**PROVIDED PASSAGE:**

House considers proxy & remote voting 

The House is inching towards allowing representatives to vote remotely by allowing members who are willing and able to be in the chamber to cast proxy votes for their colleagues during the COVID-19 pandemic, Katherine Tully-McManus reports

The plan, pitched to House Democrats by Rules Committee Chairman Jim McGovern on Thursday, would allow absent members to designate a proxy to cast their votes. A lawmaker would have to send a letter, electronically, to the House clerk authorizing another member to vote for him. 

The House would have to convene in person to vote on a rule change, but rank-and-file representatives have urged House leaders to come up with a way to allow for remote voting so that lawmakers can continue to respond to the pandemic without having to risk exposing themselves to the virus by traveling back to Washington. 

Unions, employers want pension relief included in coronavirus aid talks 

A rescue plan for union pension plans nearing insolvency, exacerbated by plunging stock markets and skyrocketing unemployment, didn’t make it into last month’s massive COVID-19 aid package. 

But together with high-level Democratic support, and an alliance of sorts with large employers that have their own pension problems, the issue is back on the table as the White House and lawmakers start discussions on another pandemic relief plan.

Unions and affected companies are lobbying for something akin to a 30-page draft bill circulated last month by Senate Democrats, which melds aid to single employers with aspects of competing union rescue plans pushed by House Democrats and Senate Republicans over the past year. 

Speaker Nancy Pelosi included a version of multi-employer plan legislation that passed the House last year in the Democrats’ broader $2.5 trillion coronavirus aid proposal last month. She also included several employer-backed pension provisions. 

Two of the employer plan measures made it into the law signed by President Donald Trump — language allowing companies to defer pension contributions and suspend benefit restrictions until next year. 

But none of the multi-employer plan provisions made it into the final package, with the White House and Senate Republicans staunchly opposed to what they deemed a “bailout” for unions without putting in place structural changes aimed at preventing insolvency down the road. 

The draft circulated by Senate Democrats during those talks had backing from numerous unions, as well as employers like Bechtel Corp. and trade groups representing engineering and construction-related industries. The coalition sent a letter to congressional leaders April 9 advocating for the hybrid plan with 48 signatories. An updated letter with more supporters is expected soon. 

Unless the government picks up the tab for failing plans, the group argues, companies that remain on the hook for paying into the funds could go under and have no way to preserve benefits promised to millions of retirees as well as their current workforce. 

Read the full story on RollCall.com

Hospital funding on hold? 

The second wave of emergency funding for hospitals provided in the last legislative response (PL 116-136) appears to be on hold after Centers for Medicare and Medicaid Services Administrator Seema Verma suggested it would be distributed this week. 

Rep. Rosa DeLauro wrote that the funding was delayed in a Thursday letter to Health and Human Services Secretary Alex Azar, CQ Roll Call's Lauren Clason reports. Azar told House Democrats it would take another week and a half to calculate how the $100 billion provided for hospitals and health care systems would be distributed. 

The hospital industry is urging HHS to prioritize hospitals, which are bearing the brunt of COVID-19 cases, over other health care providers. CMS says they have prioritized sending funds to the areas that are the hardest hit by the pandemic.

**DATASET ENTRIES:**

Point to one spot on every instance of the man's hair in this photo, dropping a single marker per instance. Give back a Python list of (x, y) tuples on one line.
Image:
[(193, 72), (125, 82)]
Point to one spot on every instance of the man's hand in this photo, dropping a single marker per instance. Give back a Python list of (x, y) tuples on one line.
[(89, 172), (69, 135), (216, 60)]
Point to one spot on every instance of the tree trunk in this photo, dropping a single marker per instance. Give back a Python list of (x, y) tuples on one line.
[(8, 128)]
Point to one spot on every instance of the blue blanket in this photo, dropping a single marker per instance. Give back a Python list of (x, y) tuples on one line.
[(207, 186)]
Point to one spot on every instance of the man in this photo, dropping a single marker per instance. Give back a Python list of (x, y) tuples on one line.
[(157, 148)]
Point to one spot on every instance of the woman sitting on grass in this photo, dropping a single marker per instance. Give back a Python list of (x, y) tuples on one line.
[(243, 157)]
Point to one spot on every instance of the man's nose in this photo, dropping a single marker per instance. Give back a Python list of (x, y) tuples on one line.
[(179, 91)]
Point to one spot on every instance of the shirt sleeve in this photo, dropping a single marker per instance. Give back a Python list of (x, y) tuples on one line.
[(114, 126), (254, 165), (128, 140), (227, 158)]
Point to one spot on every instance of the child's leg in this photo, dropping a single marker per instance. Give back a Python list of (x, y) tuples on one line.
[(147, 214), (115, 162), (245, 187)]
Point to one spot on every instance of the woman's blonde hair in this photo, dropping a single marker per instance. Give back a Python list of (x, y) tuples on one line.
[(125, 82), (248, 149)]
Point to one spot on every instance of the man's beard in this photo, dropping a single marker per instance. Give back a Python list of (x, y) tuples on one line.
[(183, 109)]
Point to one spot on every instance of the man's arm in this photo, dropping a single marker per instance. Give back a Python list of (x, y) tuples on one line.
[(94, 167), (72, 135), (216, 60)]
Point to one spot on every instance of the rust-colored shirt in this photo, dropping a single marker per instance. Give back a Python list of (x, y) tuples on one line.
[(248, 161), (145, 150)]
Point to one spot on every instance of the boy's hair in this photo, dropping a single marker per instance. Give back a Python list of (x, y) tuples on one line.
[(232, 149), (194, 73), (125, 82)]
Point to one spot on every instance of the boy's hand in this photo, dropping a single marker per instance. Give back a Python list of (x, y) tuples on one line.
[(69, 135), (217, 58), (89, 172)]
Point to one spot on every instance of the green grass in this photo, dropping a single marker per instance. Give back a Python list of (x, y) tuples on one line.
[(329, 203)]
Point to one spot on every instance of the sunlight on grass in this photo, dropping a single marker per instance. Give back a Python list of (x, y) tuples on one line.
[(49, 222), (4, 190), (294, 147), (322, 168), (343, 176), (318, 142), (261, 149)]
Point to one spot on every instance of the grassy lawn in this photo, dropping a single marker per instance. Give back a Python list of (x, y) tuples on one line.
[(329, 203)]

**ABOUT THIS EXERCISE:** Change "House clerk" to "clerk of the House" in the passage on House proxy voting, and give everything from "The House is" down to "back to Washington." with that swap made.

**RESULT OF THIS EXERCISE:**
The House is inching towards allowing representatives to vote remotely by allowing members who are willing and able to be in the chamber to cast proxy votes for their colleagues during the COVID-19 pandemic, Katherine Tully-McManus reports

The plan, pitched to House Democrats by Rules Committee Chairman Jim McGovern on Thursday, would allow absent members to designate a proxy to cast their votes. A lawmaker would have to send a letter, electronically, to the clerk of the House authorizing another member to vote for him. 

The House would have to convene in person to vote on a rule change, but rank-and-file representatives have urged House leaders to come up with a way to allow for remote voting so that lawmakers can continue to respond to the pandemic without having to risk exposing themselves to the virus by traveling back to Washington.